─── DATA SUPPLIED
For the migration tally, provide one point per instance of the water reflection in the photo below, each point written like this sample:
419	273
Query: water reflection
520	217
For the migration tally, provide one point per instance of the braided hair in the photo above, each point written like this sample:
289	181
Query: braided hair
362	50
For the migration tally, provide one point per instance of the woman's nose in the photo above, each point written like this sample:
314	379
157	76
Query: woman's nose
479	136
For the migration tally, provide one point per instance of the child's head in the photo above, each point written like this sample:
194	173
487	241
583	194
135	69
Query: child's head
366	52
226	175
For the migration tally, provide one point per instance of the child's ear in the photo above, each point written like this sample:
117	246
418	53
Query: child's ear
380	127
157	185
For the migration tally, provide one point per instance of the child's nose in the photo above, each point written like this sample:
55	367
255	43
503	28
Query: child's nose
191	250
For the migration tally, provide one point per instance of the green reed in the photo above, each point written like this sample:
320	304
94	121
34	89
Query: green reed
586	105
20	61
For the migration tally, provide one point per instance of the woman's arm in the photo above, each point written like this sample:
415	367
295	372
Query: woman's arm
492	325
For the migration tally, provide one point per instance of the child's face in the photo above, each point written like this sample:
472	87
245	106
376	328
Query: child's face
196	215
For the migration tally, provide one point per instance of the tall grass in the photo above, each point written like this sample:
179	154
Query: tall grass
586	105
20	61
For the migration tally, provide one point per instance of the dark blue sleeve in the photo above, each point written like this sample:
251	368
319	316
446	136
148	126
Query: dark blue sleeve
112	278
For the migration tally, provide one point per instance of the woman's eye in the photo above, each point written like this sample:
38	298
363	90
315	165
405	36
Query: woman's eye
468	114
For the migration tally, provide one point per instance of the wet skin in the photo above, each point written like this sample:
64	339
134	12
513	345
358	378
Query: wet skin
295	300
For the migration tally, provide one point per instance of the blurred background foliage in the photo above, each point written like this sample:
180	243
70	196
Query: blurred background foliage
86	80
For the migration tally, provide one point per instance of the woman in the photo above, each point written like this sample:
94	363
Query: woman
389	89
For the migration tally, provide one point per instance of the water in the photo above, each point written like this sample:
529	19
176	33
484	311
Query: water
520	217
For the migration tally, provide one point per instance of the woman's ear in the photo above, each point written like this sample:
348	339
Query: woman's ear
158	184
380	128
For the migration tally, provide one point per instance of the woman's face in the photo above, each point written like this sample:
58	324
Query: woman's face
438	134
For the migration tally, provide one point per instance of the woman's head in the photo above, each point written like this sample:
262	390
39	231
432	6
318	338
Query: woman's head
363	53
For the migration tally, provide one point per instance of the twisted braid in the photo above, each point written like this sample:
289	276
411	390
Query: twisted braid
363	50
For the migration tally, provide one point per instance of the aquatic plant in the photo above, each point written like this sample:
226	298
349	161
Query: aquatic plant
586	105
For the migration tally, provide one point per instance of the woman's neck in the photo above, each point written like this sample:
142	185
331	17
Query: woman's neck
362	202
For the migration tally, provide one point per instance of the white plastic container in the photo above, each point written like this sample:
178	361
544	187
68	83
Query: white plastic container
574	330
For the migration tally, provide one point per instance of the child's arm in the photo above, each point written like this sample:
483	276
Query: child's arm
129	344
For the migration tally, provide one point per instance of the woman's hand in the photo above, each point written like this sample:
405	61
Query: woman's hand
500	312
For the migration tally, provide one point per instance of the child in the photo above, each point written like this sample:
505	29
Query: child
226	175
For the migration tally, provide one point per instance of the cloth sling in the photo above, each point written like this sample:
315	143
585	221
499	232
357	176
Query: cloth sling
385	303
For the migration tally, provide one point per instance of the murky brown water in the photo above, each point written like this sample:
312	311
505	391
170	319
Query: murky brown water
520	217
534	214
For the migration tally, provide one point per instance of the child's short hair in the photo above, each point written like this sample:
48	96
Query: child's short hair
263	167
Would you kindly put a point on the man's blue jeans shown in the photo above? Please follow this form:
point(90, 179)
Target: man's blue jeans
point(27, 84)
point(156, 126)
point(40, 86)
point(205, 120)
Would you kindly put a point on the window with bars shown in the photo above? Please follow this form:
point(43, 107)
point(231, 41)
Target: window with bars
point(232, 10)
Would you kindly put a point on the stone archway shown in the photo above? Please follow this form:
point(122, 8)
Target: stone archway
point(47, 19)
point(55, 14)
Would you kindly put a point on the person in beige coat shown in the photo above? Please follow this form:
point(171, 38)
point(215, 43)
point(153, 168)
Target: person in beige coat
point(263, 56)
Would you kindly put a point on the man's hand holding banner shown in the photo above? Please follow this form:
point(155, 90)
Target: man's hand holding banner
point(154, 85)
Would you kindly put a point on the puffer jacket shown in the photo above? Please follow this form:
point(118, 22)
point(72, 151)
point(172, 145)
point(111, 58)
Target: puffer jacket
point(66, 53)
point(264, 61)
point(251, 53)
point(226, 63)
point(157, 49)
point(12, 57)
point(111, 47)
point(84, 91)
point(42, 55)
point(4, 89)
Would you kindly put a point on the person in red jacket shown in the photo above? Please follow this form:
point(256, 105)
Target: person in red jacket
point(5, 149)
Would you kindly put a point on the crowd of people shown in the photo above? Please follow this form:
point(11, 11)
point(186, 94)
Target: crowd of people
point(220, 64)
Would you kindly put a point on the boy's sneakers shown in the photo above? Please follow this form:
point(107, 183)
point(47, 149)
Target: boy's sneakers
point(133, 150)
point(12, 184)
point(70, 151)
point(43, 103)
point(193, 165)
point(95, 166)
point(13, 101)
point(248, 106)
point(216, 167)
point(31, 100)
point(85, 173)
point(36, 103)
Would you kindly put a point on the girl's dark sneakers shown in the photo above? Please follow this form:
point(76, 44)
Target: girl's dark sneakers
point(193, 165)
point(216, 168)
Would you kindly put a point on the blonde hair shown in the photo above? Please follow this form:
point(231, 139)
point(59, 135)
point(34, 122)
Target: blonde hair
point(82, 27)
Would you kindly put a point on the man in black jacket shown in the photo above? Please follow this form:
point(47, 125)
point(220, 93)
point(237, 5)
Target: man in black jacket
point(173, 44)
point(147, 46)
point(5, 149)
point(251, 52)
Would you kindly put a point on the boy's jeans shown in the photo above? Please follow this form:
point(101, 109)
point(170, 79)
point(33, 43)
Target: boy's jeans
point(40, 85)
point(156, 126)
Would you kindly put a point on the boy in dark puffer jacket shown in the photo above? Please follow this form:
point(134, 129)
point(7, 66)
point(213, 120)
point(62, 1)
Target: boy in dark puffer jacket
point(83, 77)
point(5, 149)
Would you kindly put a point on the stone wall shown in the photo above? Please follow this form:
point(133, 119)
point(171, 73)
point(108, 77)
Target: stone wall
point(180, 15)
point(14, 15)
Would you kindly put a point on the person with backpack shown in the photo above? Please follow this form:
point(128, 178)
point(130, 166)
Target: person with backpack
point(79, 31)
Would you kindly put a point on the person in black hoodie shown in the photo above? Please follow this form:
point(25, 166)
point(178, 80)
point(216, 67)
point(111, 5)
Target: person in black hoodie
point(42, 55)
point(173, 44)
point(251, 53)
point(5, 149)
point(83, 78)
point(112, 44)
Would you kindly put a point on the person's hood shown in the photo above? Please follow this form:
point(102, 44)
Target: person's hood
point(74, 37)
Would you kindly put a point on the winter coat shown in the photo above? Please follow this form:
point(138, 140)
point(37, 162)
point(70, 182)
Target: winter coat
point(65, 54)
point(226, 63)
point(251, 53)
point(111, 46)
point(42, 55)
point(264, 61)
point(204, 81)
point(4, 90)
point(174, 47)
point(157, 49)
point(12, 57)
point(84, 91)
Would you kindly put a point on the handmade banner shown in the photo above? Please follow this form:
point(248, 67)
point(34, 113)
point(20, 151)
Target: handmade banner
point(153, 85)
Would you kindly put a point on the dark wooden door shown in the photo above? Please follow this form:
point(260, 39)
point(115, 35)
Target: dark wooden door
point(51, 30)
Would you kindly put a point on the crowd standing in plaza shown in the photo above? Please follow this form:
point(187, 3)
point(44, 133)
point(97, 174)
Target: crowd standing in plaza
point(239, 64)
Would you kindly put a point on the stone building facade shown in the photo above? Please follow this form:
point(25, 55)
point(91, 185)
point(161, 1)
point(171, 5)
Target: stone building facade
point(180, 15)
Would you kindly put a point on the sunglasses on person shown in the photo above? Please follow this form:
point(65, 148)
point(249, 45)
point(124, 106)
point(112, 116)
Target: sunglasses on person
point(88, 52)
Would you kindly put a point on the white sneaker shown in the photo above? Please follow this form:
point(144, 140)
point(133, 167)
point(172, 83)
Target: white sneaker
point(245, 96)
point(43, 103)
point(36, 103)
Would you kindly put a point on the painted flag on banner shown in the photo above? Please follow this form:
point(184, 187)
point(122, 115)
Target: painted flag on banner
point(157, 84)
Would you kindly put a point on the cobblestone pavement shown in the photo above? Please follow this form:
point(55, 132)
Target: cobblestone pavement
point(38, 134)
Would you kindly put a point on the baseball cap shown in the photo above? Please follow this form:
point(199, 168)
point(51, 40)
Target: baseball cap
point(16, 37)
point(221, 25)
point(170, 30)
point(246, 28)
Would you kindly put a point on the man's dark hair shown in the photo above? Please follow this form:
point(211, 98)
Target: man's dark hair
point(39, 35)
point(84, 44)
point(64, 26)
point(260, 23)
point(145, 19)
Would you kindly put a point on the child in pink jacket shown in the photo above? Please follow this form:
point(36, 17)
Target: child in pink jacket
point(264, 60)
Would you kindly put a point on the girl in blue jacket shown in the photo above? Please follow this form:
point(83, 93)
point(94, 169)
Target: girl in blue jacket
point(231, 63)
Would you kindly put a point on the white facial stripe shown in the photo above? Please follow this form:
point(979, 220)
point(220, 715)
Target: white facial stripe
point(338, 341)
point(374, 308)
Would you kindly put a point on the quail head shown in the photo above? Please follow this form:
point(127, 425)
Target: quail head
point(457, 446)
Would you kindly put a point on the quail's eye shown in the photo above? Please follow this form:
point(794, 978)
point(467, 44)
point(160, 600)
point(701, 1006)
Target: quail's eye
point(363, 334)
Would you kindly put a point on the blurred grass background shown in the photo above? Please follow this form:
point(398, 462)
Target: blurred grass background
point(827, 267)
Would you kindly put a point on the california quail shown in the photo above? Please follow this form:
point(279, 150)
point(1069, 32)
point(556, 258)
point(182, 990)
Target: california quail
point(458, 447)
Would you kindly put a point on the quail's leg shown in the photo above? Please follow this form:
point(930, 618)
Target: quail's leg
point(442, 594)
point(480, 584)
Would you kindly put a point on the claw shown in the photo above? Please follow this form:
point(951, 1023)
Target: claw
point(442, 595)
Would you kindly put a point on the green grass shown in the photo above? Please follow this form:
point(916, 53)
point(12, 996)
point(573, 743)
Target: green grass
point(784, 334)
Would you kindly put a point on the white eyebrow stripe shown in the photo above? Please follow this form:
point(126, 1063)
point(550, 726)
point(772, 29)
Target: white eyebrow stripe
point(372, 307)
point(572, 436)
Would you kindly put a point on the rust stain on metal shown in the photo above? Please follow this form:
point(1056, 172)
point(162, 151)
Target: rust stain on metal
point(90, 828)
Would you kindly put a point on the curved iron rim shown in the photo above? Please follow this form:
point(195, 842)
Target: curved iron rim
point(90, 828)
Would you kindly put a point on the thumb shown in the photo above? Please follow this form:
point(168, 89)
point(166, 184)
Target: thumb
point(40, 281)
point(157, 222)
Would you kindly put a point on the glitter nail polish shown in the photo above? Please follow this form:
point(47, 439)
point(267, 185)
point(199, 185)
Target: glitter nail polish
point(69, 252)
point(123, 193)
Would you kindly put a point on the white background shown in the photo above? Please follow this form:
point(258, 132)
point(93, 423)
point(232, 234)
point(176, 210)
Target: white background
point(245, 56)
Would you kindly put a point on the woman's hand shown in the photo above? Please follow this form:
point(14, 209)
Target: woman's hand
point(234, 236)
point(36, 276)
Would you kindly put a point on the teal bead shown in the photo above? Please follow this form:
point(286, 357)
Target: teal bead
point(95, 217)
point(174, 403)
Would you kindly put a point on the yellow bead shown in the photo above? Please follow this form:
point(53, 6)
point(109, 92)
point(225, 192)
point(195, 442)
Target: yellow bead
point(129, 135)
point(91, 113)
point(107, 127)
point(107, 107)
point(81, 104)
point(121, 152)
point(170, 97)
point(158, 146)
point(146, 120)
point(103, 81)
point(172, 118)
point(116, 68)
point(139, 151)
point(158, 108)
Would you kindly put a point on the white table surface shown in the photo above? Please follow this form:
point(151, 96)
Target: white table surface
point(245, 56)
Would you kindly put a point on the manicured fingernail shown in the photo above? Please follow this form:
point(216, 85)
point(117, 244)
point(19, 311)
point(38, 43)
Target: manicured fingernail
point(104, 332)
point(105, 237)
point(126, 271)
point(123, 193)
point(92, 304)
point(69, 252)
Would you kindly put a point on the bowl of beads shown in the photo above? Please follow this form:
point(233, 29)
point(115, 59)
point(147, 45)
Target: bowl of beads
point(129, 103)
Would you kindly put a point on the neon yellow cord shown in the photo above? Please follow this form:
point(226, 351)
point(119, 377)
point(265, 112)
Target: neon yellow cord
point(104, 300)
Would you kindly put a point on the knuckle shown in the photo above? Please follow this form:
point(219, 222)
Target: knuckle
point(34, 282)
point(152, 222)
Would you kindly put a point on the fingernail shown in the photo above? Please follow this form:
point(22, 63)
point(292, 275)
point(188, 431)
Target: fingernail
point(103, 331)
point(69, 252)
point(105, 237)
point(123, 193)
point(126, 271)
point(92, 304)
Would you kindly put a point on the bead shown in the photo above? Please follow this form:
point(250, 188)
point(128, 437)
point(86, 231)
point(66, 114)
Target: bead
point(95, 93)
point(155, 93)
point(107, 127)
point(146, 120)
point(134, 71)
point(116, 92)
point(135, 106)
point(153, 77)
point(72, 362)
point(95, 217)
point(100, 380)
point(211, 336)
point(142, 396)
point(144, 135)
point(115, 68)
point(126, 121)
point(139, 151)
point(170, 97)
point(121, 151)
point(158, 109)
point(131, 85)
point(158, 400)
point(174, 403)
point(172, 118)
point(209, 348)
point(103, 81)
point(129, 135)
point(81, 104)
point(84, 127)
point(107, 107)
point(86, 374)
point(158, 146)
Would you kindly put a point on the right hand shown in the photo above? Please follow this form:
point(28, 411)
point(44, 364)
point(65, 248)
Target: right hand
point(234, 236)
──────
◆ **DIRECTION**:
Update the entries from the line containing "Would you kindly put a point on the puffer" through the line containing "point(4, 89)", replacing "puffer jacket" with "down jacket" and leaving all else unchanged. Reproduce those lines only.

◆ **ANSWER TO THE EXERCISE**:
Would you kindly put a point on the down jacket shown in the photo above? Please follow this form:
point(118, 22)
point(72, 151)
point(172, 145)
point(111, 58)
Target: down jacket
point(66, 53)
point(264, 61)
point(251, 53)
point(226, 63)
point(157, 49)
point(12, 57)
point(111, 47)
point(84, 91)
point(42, 55)
point(4, 89)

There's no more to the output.